## Task directions
Copy each line of the listing where the word "Target" can be found.

## Data for analysis
==*==

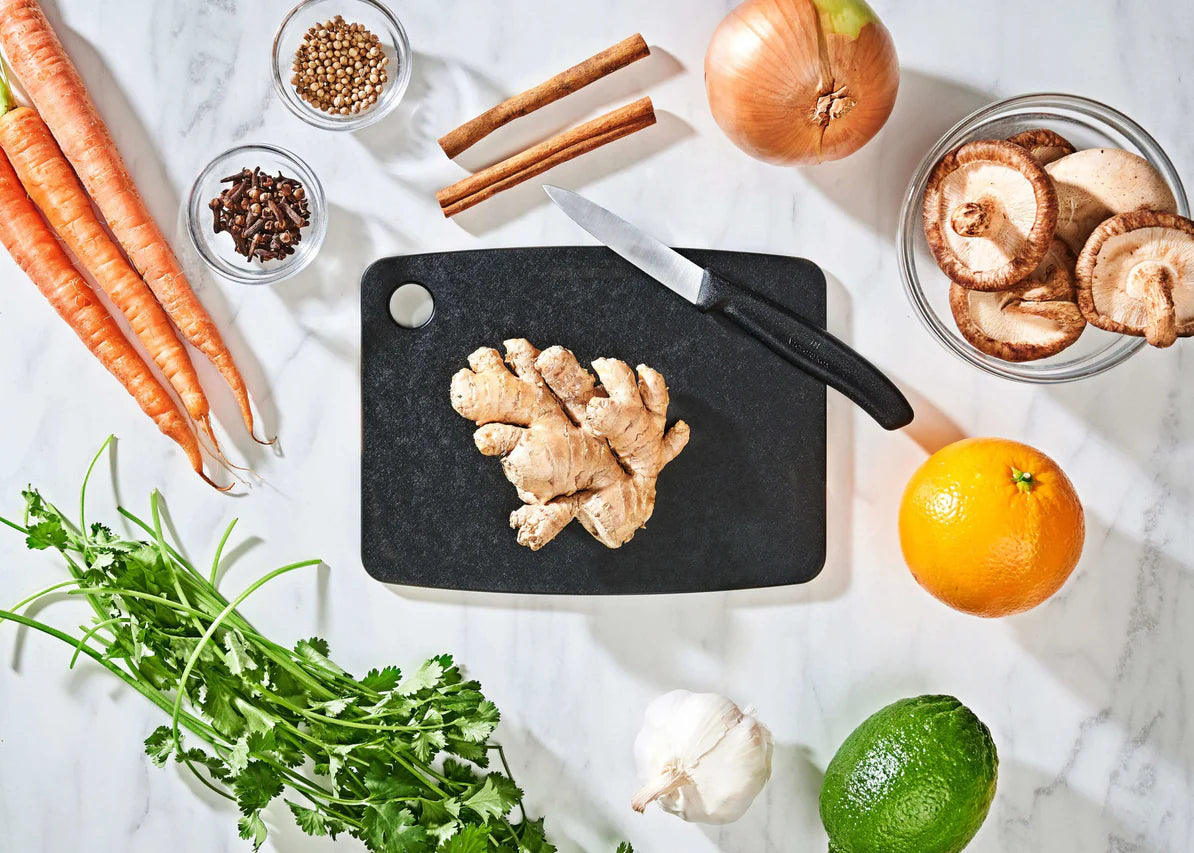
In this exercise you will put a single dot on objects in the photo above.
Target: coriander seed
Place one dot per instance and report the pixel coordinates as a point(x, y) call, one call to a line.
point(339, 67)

==*==

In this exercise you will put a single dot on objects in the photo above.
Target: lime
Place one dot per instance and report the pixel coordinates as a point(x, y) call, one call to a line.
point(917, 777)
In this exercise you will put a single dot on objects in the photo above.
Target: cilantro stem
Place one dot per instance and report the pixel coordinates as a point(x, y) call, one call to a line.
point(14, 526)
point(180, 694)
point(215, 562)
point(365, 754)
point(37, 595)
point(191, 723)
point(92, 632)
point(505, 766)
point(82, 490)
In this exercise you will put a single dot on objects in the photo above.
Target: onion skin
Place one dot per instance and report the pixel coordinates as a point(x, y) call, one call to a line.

==*==

## Result of the task
Target: coriander seed
Target: lime
Target: cilantro stem
Target: onion skin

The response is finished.